Your answer should consist of the lines below that hold the word "person".

Records contained in a dataset:
************
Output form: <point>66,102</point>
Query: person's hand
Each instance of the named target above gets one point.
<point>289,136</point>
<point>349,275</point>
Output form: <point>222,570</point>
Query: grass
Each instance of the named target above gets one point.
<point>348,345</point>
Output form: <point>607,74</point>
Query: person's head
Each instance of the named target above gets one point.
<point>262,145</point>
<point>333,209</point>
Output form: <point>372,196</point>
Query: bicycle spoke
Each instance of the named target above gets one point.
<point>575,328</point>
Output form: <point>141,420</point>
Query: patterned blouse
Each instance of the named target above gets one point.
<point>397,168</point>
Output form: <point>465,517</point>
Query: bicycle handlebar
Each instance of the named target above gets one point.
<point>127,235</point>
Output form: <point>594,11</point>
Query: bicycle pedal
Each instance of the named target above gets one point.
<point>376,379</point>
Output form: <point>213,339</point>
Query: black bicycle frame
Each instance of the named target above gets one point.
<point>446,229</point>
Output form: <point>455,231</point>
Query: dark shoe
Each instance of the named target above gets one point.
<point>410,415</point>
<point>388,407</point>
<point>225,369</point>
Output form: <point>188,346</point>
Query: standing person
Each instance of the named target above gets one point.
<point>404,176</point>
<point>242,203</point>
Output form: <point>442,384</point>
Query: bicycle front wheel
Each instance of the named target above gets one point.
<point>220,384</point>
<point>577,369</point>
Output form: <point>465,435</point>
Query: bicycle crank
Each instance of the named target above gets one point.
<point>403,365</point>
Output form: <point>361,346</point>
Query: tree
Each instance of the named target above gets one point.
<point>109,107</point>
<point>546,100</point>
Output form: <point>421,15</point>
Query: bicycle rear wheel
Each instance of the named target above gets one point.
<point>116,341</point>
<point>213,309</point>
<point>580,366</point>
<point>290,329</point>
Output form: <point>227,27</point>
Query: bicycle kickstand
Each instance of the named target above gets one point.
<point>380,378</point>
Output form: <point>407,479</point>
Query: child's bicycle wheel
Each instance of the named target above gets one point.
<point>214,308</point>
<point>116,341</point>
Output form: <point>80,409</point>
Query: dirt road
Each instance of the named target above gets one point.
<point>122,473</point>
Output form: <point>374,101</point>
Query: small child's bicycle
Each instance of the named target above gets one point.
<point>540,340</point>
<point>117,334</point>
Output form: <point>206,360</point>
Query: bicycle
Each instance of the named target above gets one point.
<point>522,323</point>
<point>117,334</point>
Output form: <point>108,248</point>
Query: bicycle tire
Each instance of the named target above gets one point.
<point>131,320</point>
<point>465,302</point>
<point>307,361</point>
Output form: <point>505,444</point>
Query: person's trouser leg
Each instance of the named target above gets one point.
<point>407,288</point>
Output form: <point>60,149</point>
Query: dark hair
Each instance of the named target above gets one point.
************
Your response:
Query: person's hand
Query: person's head
Query: standing person
Query: person's trouser leg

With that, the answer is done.